— Begin —
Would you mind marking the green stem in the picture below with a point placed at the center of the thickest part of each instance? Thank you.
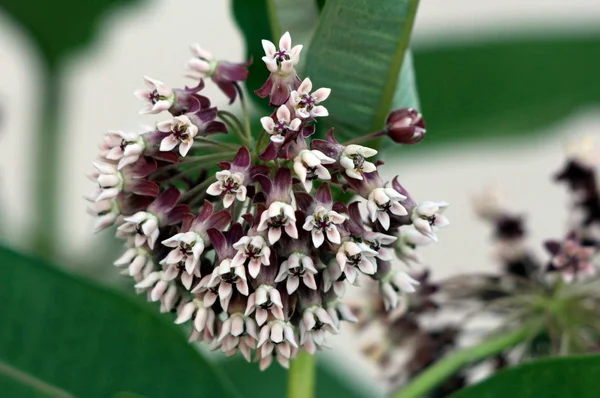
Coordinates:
(301, 376)
(47, 195)
(446, 367)
(246, 114)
— End —
• _Stated problem_: Can you lay out each line of the listing above as a Markdown table with the columns Row and Text, numbering the rows, skipping blank lines, and leaving the picture out?

• _Written answer_:
| Row | Text |
|---|---|
| 1 | Would you mind marking the green stem in the picture below with a point placed at the center of the thickest part of each instance? Thank you. |
| 2 | Coordinates: |
| 3 | (301, 376) |
| 4 | (47, 195) |
| 5 | (446, 367) |
| 6 | (246, 114) |